* Given task *
Output all lines exactly, with nothing added or dropped.

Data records
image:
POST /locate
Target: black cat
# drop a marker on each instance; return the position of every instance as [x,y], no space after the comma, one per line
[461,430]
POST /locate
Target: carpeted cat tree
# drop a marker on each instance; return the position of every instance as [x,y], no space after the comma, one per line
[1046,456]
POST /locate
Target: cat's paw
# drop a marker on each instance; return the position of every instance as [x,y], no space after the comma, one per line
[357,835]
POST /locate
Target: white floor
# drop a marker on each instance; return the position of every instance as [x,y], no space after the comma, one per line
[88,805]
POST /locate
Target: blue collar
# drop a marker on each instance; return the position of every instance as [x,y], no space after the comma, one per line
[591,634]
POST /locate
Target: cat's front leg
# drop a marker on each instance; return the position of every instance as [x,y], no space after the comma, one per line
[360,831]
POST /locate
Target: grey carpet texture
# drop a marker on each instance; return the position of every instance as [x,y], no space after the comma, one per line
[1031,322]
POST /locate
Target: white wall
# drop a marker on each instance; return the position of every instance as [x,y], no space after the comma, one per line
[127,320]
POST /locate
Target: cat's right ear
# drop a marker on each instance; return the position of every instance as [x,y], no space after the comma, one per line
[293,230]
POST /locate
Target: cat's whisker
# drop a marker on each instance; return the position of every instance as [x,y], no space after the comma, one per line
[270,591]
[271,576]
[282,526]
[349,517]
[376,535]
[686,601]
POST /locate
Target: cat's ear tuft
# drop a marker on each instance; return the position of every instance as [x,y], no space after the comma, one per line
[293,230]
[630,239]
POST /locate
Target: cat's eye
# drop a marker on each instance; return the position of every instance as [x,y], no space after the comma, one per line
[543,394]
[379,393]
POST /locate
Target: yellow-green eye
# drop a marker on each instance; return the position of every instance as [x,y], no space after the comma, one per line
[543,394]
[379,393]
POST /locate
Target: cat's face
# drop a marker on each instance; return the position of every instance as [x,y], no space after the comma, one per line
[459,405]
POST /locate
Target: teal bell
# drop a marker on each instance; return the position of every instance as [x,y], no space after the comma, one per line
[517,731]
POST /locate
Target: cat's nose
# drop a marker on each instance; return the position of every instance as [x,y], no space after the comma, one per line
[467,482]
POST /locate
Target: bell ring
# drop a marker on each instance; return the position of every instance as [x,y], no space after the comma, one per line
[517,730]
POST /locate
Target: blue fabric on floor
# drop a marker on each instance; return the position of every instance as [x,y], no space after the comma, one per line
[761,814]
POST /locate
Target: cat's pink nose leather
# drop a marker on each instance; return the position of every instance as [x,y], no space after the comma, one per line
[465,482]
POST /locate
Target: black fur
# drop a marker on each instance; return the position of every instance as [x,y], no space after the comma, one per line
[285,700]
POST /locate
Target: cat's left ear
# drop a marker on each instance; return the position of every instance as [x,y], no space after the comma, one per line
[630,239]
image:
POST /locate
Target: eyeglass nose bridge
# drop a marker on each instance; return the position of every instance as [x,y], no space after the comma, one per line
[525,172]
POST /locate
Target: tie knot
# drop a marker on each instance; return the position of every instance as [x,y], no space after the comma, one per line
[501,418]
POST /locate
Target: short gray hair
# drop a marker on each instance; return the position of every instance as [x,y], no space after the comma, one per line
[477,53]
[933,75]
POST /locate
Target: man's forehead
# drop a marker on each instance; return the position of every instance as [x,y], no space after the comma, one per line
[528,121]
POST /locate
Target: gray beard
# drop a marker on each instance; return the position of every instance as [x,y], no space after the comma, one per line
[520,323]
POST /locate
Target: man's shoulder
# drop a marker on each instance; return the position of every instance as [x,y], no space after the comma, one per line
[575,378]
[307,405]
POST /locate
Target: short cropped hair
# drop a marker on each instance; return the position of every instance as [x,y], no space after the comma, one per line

* Complete answer *
image:
POST /locate
Target: black cat
# drop a marker on each instance; return the position of every instance as [x,y], no space after the comma, one per line
[461,430]
POST /locate
Target: carpeted cat tree
# drop a marker on each instance; return the position of every instance as [x,y], no space after the comma, one per line
[1046,456]
POST /locate
Target: cat's paw
# drop a marker on each instance; return the position of every instance as [x,y], no space after the comma, one per line
[357,835]
POST /locate
Target: white floor
# drop a marker on each instance; return the position of every instance as [x,y], no space after the comma, one per line
[88,805]
POST /locate
Target: blue collar
# drop a marker on each instance; return the position of every instance as [x,y], no space after the comma, one per line
[591,634]
POST /locate
Target: cat's front leg
# drop a marker on each instance; return the position of every instance as [x,y], no space after the comma, one per line
[360,831]
POST /locate
Target: grey carpet texture
# drop a marker on each instance; return the position of every instance as [x,y], no space after the comma, one per line
[1031,322]
POST /locate
Target: white wall
# drop a marker on each instance; return the position of every instance as [x,y], no space after the comma, one per line
[127,320]
POST /locate
Target: cat's right ear
# drop a marker on each instance; return the position of every instance as [x,y], no space after the comma, one per line
[293,230]
POST /locate
Target: cat's whisker
# drop a marker on each instance; return the position of every instance as [x,y], no space after the comma, one per line
[270,591]
[271,576]
[282,526]
[349,517]
[376,535]
[686,601]
POST /locate
Target: cat's ear tuft
# drop a marker on each instance; return the position of every instance as [x,y], no space after the comma, one per line
[293,230]
[630,239]
POST /locate
Target: cat's eye
# drop a marker on each instance; return the position of every instance as [x,y], no space after the comma, one per line
[543,394]
[379,393]
POST /locate
Target: yellow-green eye
# drop a marker on each instance; return the position of every instance as [x,y], no space after the comma, one per line
[543,394]
[379,393]
POST /locate
Target: cat's face
# drop a marker on each instance; return the position of every instance as [x,y], no space after the comma, one per line
[459,405]
POST /locate
Target: teal bell
# drop a marker on each instance; return the position of every instance as [x,y], no space after the comma, one per line
[517,731]
POST /locate
Target: cat's nose
# drop a marker on each instance; return the position of every instance as [x,y], no space after the comma, one per line
[467,482]
POST /locate
Target: bell ring
# drop a marker on each instance; return the position of every instance as [x,y], no space after the comma, one per line
[517,730]
POST /locate
Target: blue fabric on floor
# drop a marker on each instance; return the position of every instance as [x,y], no space after the comma, one per line
[761,814]
POST /locate
Target: cat's pink nose leather
# drop a marker on each instance; return the position of every instance as [x,y], no space after the comma, one per line
[465,482]
POST /locate
Target: black fur
# drop a marker on each instance; return the position of every instance as [x,y], no space after the comma, one per line
[285,700]
POST /locate
Target: cat's left ear
# drop a marker on each instance; return the position of every instance as [x,y], no space after the comma, one per line
[630,239]
image:
POST /locate
Target: eyeglass nose bridge
# drop a marker on each instance; return the position of every instance as [x,y], no space after the comma, one per line
[525,172]
POST /locate
Target: tie knot
# drop a marker on each instance; return the position of every instance as [x,y], no space after the comma, one per line
[501,418]
POST /locate
Target: short gray hair
# drop a marker on each instance; return the position of every instance as [x,y], no space after the comma, one per line
[477,53]
[933,75]
POST /locate
Target: man's forehead
# drop a marker on each instance; return the position of every instance as [x,y], no space after the comma, one per line
[528,121]
POST /locate
Target: gray beard
# drop a marker on each instance; return the position of every instance as [x,y], no space after the comma, one per line
[520,323]
POST /locate
Target: man's shoulder
# drop a marker on each instance; return the position of every instance as [x,y], no space after the comma, one per line
[575,378]
[307,405]
POST /locate
Target: short cropped hair
# drop a marker on each instance; return the position of every instance as [x,y], no space after the comma, one per line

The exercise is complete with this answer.